## EXERCISE GOAL
Reproduce the material below verbatim, line by line, without altering any character.

## EXERCISE INPUTS
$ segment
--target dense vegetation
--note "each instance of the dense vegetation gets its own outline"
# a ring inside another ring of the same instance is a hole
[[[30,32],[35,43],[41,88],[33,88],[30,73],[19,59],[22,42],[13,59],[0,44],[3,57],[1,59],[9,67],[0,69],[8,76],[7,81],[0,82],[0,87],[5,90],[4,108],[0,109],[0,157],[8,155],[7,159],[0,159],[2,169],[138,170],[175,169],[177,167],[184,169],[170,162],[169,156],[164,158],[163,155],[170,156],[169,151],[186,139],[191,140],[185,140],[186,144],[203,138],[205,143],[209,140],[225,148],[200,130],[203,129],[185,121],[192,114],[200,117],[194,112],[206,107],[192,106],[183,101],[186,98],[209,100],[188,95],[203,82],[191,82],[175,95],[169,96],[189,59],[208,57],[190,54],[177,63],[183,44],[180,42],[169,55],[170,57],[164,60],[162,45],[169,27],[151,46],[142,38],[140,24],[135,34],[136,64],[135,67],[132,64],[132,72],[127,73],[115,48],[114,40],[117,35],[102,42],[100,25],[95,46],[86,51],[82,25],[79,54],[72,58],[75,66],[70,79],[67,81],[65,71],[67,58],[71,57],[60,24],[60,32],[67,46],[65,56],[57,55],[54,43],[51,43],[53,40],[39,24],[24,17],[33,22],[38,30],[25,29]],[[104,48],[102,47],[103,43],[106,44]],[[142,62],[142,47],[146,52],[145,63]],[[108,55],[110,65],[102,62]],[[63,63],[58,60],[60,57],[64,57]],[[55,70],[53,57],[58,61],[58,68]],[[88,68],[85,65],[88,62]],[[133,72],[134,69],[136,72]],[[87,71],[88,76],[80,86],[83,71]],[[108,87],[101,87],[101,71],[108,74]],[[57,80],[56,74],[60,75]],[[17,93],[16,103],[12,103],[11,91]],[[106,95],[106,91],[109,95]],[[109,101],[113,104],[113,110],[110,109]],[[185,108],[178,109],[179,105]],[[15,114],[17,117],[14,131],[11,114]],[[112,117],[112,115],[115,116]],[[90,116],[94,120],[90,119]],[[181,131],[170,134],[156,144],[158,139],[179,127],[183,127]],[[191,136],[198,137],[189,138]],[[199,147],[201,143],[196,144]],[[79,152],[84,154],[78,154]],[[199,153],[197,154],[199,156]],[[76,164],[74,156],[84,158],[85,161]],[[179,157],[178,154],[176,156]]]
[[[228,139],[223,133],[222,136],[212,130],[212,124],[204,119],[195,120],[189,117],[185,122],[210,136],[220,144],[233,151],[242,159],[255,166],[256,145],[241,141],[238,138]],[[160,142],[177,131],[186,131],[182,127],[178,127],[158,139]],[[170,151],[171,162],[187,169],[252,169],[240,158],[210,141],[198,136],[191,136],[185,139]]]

## ANSWER FOR THE TASK
$ segment
--target dense vegetation
--note "each instance of the dense vegetation gets its own outline"
# a ring inside another ring of the same instance is a hole
[[[30,32],[35,43],[41,88],[33,88],[30,73],[19,59],[22,42],[13,59],[0,44],[3,57],[1,59],[9,67],[0,69],[8,76],[7,81],[0,82],[0,87],[5,90],[4,108],[0,109],[0,157],[8,155],[7,159],[0,159],[2,169],[138,170],[175,169],[177,167],[184,169],[170,162],[169,156],[164,158],[163,155],[170,156],[169,151],[186,139],[191,140],[185,140],[186,144],[203,138],[205,143],[209,140],[225,148],[200,130],[203,129],[185,121],[192,114],[200,117],[194,112],[206,107],[192,106],[183,101],[186,98],[209,100],[188,95],[203,82],[191,82],[175,95],[169,96],[189,59],[208,57],[190,54],[177,63],[183,44],[180,42],[169,55],[170,57],[164,60],[162,45],[169,27],[151,46],[142,38],[140,24],[135,34],[136,64],[135,67],[132,64],[132,72],[127,73],[115,48],[114,40],[117,35],[102,42],[100,25],[95,46],[86,51],[82,25],[79,54],[72,58],[75,66],[70,79],[67,81],[65,71],[67,58],[71,57],[60,24],[60,32],[67,46],[65,56],[57,55],[54,43],[51,43],[53,40],[39,24],[24,17],[33,22],[38,30],[25,29]],[[104,48],[102,47],[103,43],[106,44]],[[142,62],[142,47],[146,52],[145,63]],[[108,55],[110,65],[102,62]],[[63,63],[58,60],[60,57],[64,57]],[[55,70],[53,57],[58,61],[58,68]],[[88,68],[85,65],[88,62]],[[133,72],[134,69],[136,72]],[[87,71],[88,76],[80,86],[83,71]],[[108,87],[101,87],[101,71],[108,74]],[[57,80],[56,74],[60,75]],[[17,93],[16,103],[12,103],[11,91]],[[106,95],[106,91],[109,95]],[[109,101],[113,104],[113,110],[110,109]],[[185,108],[178,109],[179,105]],[[15,114],[17,117],[14,131],[11,114]],[[112,117],[112,115],[115,116]],[[90,116],[94,120],[90,119]],[[181,131],[170,134],[156,144],[158,139],[179,127],[183,127]],[[191,136],[198,137],[189,138]],[[199,147],[201,143],[196,144]],[[79,152],[84,154],[78,154]],[[199,153],[197,154],[199,156]],[[76,164],[74,156],[84,158],[85,161]],[[179,157],[178,154],[176,156]]]
[[[228,139],[223,133],[222,136],[212,130],[212,124],[204,119],[195,120],[189,117],[185,122],[210,136],[220,144],[233,151],[242,159],[255,166],[256,145],[241,141],[238,138]],[[160,142],[177,131],[186,131],[182,127],[178,127],[158,139]],[[170,151],[171,162],[187,169],[252,169],[240,158],[210,141],[198,136],[191,136],[185,139]]]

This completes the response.